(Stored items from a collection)

________________________________________

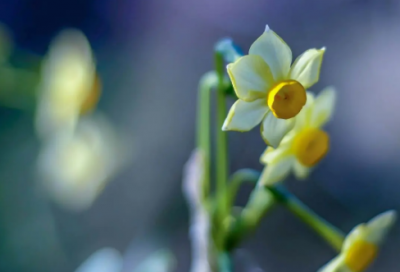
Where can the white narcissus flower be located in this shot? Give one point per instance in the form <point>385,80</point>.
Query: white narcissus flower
<point>303,147</point>
<point>271,90</point>
<point>74,166</point>
<point>103,260</point>
<point>69,85</point>
<point>362,244</point>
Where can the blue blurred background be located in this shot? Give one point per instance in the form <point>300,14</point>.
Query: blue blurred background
<point>150,56</point>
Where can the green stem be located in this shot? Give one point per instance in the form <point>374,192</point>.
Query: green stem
<point>207,83</point>
<point>222,150</point>
<point>225,262</point>
<point>261,202</point>
<point>237,179</point>
<point>331,234</point>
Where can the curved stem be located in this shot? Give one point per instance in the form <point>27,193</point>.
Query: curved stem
<point>225,262</point>
<point>261,201</point>
<point>331,234</point>
<point>207,83</point>
<point>222,150</point>
<point>237,179</point>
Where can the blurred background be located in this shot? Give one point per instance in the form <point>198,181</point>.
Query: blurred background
<point>150,55</point>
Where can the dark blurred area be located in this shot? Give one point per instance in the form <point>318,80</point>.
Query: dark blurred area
<point>150,55</point>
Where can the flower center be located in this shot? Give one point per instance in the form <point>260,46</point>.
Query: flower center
<point>93,97</point>
<point>360,255</point>
<point>286,99</point>
<point>310,146</point>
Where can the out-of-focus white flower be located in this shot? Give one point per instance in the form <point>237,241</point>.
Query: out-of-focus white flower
<point>271,90</point>
<point>110,260</point>
<point>303,147</point>
<point>74,166</point>
<point>361,245</point>
<point>103,260</point>
<point>69,84</point>
<point>200,225</point>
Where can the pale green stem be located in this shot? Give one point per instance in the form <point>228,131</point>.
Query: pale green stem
<point>225,262</point>
<point>331,234</point>
<point>238,178</point>
<point>221,146</point>
<point>206,85</point>
<point>261,201</point>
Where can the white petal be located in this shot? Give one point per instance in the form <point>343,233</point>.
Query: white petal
<point>274,129</point>
<point>378,227</point>
<point>277,172</point>
<point>251,77</point>
<point>303,119</point>
<point>193,175</point>
<point>357,233</point>
<point>335,265</point>
<point>103,260</point>
<point>272,155</point>
<point>244,116</point>
<point>275,52</point>
<point>300,171</point>
<point>324,105</point>
<point>307,66</point>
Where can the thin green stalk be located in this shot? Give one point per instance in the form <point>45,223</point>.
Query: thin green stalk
<point>225,262</point>
<point>331,234</point>
<point>222,150</point>
<point>207,83</point>
<point>261,201</point>
<point>238,178</point>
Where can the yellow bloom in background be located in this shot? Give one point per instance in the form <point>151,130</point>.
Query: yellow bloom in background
<point>362,244</point>
<point>69,84</point>
<point>303,147</point>
<point>75,166</point>
<point>271,90</point>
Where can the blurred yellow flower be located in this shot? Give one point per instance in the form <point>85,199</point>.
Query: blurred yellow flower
<point>270,89</point>
<point>304,146</point>
<point>74,166</point>
<point>361,246</point>
<point>69,84</point>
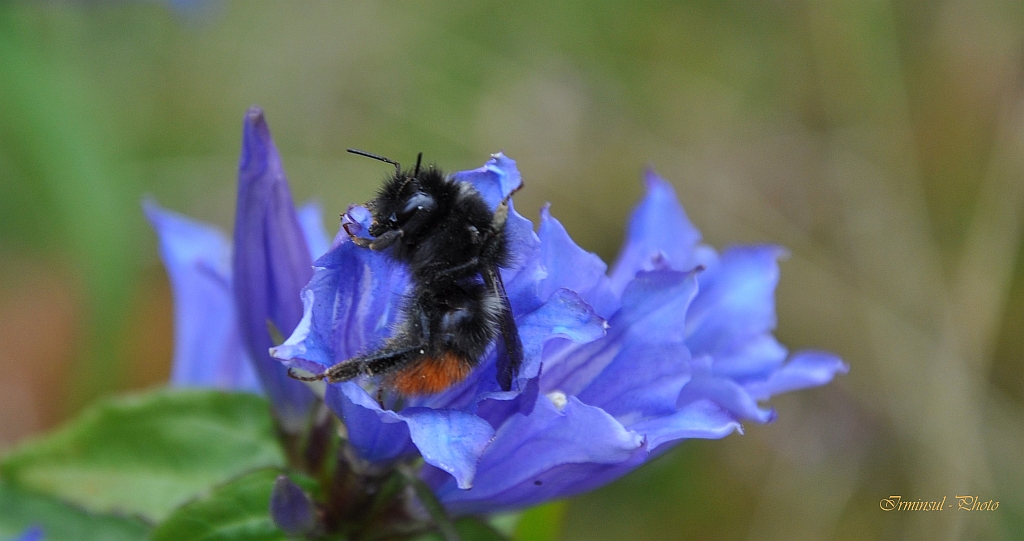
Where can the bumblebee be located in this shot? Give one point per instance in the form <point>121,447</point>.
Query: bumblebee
<point>453,245</point>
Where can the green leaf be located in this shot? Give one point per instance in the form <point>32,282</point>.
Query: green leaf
<point>235,511</point>
<point>469,529</point>
<point>19,509</point>
<point>543,523</point>
<point>147,454</point>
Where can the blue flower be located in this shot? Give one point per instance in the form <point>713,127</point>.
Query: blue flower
<point>225,301</point>
<point>34,533</point>
<point>674,343</point>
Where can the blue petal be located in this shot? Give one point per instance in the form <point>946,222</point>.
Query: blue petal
<point>702,420</point>
<point>642,381</point>
<point>378,435</point>
<point>449,440</point>
<point>311,220</point>
<point>208,349</point>
<point>563,319</point>
<point>569,266</point>
<point>270,264</point>
<point>34,533</point>
<point>658,227</point>
<point>495,180</point>
<point>552,453</point>
<point>349,306</point>
<point>736,298</point>
<point>805,370</point>
<point>291,508</point>
<point>753,358</point>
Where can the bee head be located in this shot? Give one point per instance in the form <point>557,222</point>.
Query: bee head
<point>401,205</point>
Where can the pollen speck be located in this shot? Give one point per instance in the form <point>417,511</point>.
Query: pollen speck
<point>428,375</point>
<point>558,399</point>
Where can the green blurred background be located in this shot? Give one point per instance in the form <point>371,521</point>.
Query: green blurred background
<point>880,140</point>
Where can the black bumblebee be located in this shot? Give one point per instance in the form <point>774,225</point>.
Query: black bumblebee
<point>453,245</point>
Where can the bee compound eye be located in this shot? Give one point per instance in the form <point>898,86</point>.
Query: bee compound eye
<point>418,203</point>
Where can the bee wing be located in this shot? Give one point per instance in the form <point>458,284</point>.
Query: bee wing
<point>508,364</point>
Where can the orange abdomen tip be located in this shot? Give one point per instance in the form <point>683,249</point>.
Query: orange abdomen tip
<point>430,375</point>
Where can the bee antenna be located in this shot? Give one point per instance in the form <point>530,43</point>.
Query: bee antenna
<point>397,168</point>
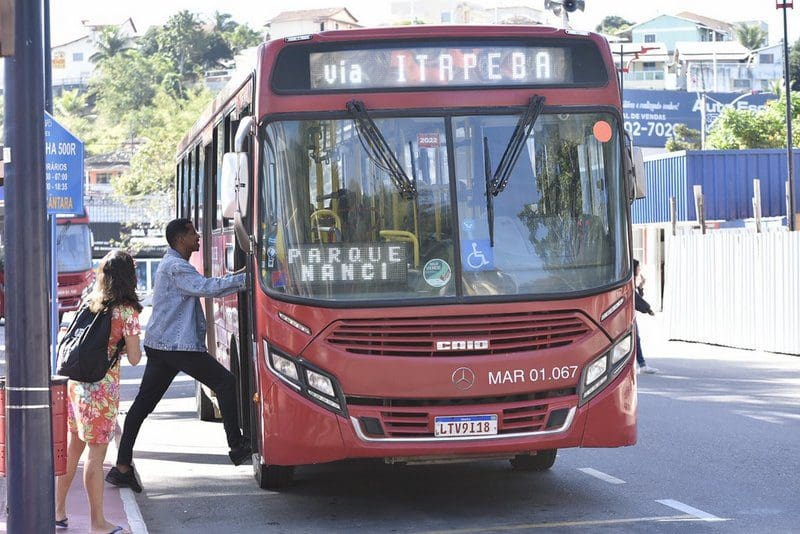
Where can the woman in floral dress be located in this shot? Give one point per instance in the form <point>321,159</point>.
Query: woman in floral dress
<point>93,406</point>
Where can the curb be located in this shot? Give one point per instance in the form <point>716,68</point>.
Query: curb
<point>129,504</point>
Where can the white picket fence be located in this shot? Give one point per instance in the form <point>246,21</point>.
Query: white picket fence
<point>738,289</point>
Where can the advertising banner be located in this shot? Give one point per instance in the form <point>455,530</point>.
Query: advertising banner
<point>651,116</point>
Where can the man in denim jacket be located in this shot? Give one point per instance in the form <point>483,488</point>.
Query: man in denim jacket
<point>175,340</point>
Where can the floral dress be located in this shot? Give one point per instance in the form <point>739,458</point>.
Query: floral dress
<point>93,406</point>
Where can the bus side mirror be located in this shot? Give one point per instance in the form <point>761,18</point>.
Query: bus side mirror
<point>639,180</point>
<point>235,184</point>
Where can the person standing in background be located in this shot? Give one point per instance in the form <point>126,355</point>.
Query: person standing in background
<point>93,406</point>
<point>175,341</point>
<point>642,306</point>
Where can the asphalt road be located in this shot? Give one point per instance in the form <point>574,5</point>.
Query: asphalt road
<point>717,452</point>
<point>718,435</point>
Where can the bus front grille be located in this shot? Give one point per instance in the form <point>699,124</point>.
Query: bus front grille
<point>466,335</point>
<point>407,419</point>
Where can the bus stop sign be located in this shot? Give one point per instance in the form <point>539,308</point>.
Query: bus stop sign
<point>63,169</point>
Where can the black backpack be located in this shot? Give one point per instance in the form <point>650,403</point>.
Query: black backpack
<point>83,351</point>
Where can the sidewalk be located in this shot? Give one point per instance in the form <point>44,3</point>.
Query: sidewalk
<point>119,504</point>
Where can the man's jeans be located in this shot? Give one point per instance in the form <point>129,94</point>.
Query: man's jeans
<point>162,366</point>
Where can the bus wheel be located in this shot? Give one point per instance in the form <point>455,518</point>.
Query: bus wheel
<point>205,408</point>
<point>541,461</point>
<point>272,477</point>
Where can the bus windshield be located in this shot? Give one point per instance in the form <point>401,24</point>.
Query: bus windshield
<point>73,248</point>
<point>337,224</point>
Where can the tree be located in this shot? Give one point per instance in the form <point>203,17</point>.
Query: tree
<point>242,37</point>
<point>109,43</point>
<point>794,66</point>
<point>71,103</point>
<point>742,129</point>
<point>750,36</point>
<point>223,22</point>
<point>612,25</point>
<point>183,40</point>
<point>683,138</point>
<point>126,85</point>
<point>153,166</point>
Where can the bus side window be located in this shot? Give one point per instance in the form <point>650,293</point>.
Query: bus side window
<point>179,186</point>
<point>219,148</point>
<point>202,161</point>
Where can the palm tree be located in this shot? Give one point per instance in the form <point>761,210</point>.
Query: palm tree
<point>223,22</point>
<point>109,43</point>
<point>751,37</point>
<point>70,103</point>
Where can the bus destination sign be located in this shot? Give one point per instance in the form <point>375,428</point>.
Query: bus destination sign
<point>336,263</point>
<point>434,66</point>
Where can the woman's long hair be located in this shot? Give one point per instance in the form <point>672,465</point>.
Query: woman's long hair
<point>115,284</point>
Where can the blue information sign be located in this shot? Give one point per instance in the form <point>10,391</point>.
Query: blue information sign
<point>651,116</point>
<point>63,169</point>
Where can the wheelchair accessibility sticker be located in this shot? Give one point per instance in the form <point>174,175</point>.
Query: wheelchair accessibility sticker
<point>477,255</point>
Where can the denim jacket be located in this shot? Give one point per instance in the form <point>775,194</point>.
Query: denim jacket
<point>178,322</point>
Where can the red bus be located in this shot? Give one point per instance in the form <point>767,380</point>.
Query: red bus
<point>437,225</point>
<point>74,257</point>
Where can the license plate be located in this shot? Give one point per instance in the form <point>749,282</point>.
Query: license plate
<point>465,425</point>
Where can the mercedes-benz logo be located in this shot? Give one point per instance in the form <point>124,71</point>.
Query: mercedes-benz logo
<point>463,378</point>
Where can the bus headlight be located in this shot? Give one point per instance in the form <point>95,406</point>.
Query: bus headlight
<point>319,382</point>
<point>308,380</point>
<point>284,366</point>
<point>604,368</point>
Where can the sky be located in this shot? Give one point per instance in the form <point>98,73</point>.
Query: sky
<point>66,15</point>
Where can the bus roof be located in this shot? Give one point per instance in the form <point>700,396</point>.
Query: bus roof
<point>268,52</point>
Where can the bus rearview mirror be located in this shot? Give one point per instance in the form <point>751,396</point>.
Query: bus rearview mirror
<point>235,184</point>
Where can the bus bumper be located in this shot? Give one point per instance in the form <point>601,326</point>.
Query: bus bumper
<point>299,432</point>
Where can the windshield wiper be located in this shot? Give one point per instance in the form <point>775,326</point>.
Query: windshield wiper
<point>516,144</point>
<point>378,149</point>
<point>487,172</point>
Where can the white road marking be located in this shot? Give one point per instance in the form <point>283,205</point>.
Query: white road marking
<point>705,516</point>
<point>602,476</point>
<point>764,418</point>
<point>132,512</point>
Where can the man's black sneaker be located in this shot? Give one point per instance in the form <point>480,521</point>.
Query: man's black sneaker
<point>240,454</point>
<point>124,480</point>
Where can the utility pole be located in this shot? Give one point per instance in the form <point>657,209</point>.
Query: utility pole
<point>29,440</point>
<point>787,4</point>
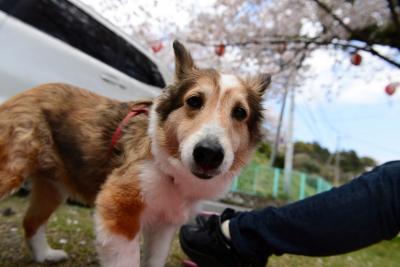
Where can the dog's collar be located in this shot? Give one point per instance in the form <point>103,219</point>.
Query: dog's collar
<point>142,109</point>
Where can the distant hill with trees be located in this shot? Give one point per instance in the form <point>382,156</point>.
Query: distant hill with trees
<point>312,158</point>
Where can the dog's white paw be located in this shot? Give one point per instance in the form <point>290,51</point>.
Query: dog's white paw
<point>52,255</point>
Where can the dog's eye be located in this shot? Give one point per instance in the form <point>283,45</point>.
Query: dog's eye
<point>194,102</point>
<point>239,113</point>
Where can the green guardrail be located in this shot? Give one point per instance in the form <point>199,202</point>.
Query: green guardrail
<point>265,181</point>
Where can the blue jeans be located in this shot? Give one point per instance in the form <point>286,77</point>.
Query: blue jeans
<point>355,215</point>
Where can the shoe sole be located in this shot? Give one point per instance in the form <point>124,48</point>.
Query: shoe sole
<point>202,260</point>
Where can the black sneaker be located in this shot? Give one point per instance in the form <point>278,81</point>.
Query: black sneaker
<point>206,245</point>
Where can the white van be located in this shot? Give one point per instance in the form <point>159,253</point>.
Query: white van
<point>44,41</point>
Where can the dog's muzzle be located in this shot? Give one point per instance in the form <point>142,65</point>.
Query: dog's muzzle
<point>208,155</point>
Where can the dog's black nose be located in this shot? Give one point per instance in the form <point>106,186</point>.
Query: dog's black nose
<point>208,154</point>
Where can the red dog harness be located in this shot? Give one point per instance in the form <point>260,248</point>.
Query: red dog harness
<point>132,113</point>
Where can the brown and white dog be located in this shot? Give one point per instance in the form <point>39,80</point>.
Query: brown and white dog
<point>200,131</point>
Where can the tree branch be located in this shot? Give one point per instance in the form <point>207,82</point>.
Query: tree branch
<point>307,42</point>
<point>335,17</point>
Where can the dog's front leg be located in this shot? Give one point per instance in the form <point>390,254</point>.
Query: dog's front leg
<point>118,209</point>
<point>157,241</point>
<point>116,250</point>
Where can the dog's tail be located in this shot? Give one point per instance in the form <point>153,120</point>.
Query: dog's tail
<point>9,184</point>
<point>10,180</point>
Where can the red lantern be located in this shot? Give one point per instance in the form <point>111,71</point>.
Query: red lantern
<point>156,46</point>
<point>390,89</point>
<point>356,59</point>
<point>220,50</point>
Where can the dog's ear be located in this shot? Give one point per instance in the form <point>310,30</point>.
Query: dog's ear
<point>261,83</point>
<point>183,60</point>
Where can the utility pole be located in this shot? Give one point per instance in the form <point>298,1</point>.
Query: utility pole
<point>274,150</point>
<point>337,163</point>
<point>289,146</point>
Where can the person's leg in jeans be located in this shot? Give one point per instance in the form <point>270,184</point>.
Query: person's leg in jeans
<point>355,215</point>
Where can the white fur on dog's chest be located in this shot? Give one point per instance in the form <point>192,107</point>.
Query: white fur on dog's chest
<point>164,203</point>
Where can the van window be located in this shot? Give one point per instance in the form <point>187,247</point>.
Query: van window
<point>67,22</point>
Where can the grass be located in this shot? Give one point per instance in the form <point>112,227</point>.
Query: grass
<point>71,229</point>
<point>257,179</point>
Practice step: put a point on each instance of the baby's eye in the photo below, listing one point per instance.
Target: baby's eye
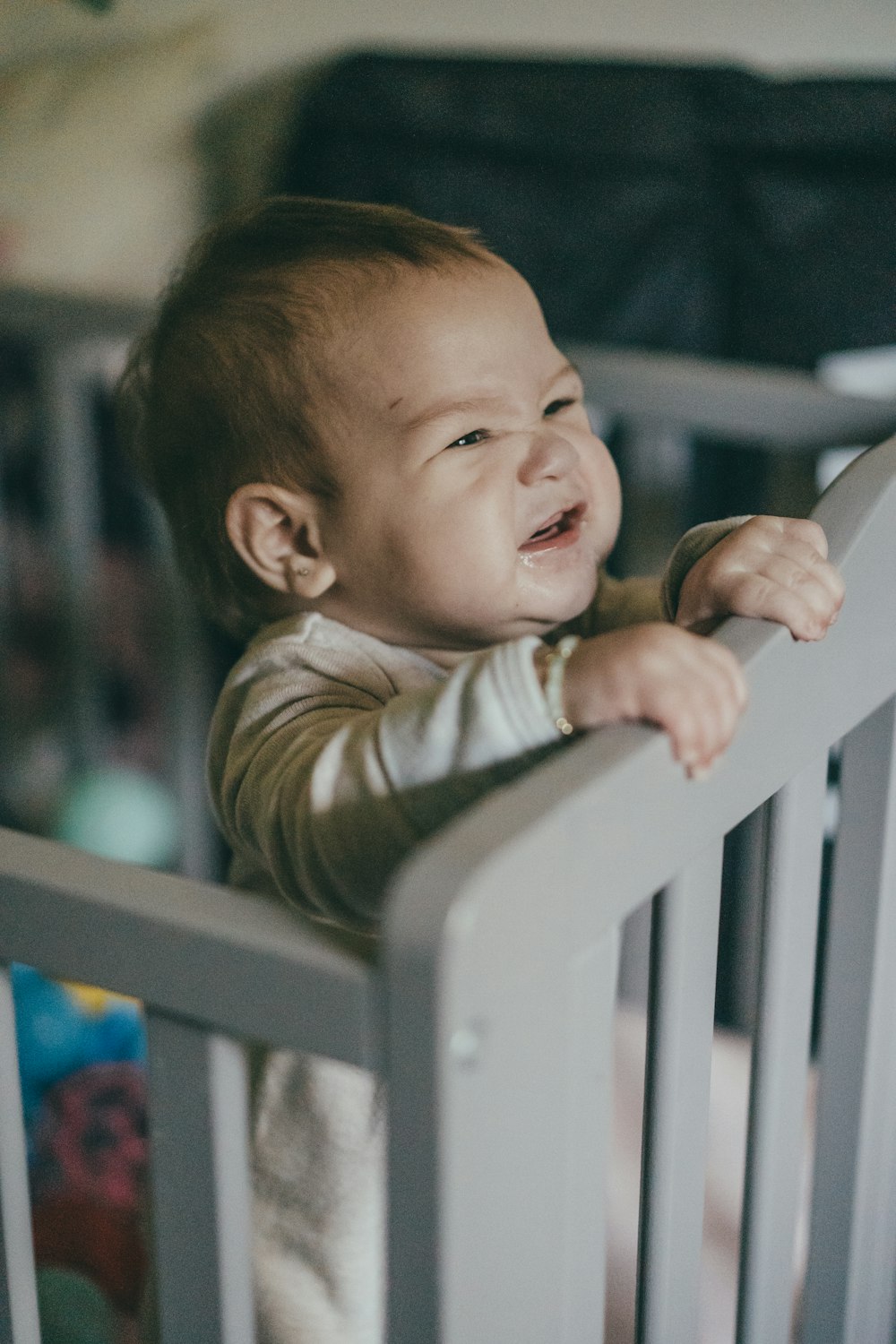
(476, 435)
(559, 405)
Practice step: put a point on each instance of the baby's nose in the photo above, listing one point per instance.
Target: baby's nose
(548, 454)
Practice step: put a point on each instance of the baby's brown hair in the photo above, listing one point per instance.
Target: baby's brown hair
(222, 389)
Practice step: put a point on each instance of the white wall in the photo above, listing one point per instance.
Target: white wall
(99, 185)
(845, 34)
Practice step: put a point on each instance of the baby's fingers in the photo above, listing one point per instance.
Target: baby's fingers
(704, 717)
(805, 599)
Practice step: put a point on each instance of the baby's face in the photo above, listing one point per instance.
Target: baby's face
(474, 502)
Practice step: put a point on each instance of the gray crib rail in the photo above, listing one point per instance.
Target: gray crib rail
(490, 1016)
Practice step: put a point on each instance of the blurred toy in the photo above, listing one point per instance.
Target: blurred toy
(56, 1037)
(73, 1309)
(120, 814)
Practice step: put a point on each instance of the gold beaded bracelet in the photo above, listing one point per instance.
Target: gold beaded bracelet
(555, 667)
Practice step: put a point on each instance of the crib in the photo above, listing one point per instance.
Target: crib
(490, 1015)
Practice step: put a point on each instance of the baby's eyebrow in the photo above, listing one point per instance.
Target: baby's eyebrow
(471, 405)
(466, 406)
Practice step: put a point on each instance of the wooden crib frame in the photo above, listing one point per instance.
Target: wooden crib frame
(492, 1008)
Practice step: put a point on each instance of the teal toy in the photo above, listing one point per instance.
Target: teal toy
(120, 814)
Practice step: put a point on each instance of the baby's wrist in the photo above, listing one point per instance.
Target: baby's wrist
(551, 666)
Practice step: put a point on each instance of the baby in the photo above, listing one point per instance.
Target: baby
(379, 470)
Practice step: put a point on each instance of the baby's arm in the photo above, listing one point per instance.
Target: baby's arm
(691, 687)
(772, 567)
(767, 567)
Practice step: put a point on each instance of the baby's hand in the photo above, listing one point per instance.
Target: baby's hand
(772, 567)
(689, 685)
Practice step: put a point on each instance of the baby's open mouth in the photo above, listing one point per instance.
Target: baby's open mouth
(562, 529)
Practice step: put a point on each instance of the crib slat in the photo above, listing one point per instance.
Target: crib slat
(850, 1279)
(780, 1058)
(201, 1196)
(74, 492)
(18, 1289)
(683, 976)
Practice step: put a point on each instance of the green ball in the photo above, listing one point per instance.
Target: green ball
(73, 1311)
(120, 814)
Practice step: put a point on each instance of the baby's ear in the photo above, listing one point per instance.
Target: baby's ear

________________________________________

## PROBLEM TO WORK ON
Go through the data above and print exactly the lines from its first line through the line holding "Where can the curved", both included, leaving pictures aside.

## OUTPUT OF THE EXERCISE
Where can the white narcissus flower be located in this shot? Give one point per instance in the form <point>385,80</point>.
Query: white narcissus flower
<point>303,147</point>
<point>271,90</point>
<point>74,166</point>
<point>103,260</point>
<point>69,85</point>
<point>362,244</point>
Where can the blue blurred background be located in this shot? Give one point per instance in the form <point>300,14</point>.
Query: blue blurred background
<point>150,56</point>
Where can the green stem be located in this shot? Give one point per instance in the form <point>374,192</point>.
Query: green stem
<point>207,83</point>
<point>222,150</point>
<point>225,262</point>
<point>261,202</point>
<point>237,179</point>
<point>331,234</point>
Where can the curved stem be located in this shot? Give one point per instance in the form <point>27,193</point>.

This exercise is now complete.